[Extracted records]
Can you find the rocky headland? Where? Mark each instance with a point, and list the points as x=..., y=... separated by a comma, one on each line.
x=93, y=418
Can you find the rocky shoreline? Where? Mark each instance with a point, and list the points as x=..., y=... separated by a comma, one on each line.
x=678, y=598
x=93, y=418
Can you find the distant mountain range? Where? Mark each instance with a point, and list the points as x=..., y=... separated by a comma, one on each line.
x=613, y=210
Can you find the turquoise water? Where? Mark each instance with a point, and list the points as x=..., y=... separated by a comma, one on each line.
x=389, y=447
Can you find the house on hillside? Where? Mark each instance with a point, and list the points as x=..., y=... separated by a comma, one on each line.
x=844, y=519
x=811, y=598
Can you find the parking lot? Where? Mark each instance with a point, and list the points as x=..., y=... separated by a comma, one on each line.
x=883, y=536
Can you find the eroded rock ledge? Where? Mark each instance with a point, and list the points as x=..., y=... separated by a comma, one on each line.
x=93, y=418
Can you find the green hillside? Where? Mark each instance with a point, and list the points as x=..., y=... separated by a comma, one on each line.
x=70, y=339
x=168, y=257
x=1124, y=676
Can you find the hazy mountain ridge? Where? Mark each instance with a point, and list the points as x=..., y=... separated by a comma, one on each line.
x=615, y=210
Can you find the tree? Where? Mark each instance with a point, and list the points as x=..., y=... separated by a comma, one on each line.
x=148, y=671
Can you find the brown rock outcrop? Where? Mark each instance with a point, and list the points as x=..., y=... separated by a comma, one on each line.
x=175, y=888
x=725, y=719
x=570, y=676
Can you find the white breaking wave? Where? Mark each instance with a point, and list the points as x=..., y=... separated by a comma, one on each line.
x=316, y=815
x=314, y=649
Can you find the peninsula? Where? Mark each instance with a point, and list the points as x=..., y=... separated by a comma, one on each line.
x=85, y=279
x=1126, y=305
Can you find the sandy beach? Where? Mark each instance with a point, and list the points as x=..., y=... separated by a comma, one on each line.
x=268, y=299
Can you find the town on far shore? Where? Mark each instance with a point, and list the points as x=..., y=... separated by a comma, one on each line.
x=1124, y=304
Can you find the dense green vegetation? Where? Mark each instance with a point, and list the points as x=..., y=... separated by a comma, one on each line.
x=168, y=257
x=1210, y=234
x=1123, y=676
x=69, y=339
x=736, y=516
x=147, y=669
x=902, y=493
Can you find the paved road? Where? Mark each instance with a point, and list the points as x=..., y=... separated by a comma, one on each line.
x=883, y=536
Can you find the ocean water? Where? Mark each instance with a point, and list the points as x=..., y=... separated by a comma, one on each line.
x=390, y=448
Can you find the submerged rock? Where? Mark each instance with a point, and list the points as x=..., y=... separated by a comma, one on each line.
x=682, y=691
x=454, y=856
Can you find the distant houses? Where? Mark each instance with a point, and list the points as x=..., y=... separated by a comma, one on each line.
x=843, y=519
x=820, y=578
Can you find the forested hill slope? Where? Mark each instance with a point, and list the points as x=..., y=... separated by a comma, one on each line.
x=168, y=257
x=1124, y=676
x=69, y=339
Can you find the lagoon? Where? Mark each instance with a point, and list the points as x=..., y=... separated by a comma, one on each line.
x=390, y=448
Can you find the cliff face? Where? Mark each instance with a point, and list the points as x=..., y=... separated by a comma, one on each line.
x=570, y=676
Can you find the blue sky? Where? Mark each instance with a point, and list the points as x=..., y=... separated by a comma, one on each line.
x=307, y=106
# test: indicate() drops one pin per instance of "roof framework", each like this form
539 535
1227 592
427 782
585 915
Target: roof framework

» **Work request**
If a line in the entries above contains the word "roof", copy it.

» **Task output**
# test: indicate() drops one pin per instance of "roof framework", each like this form
Target: roof framework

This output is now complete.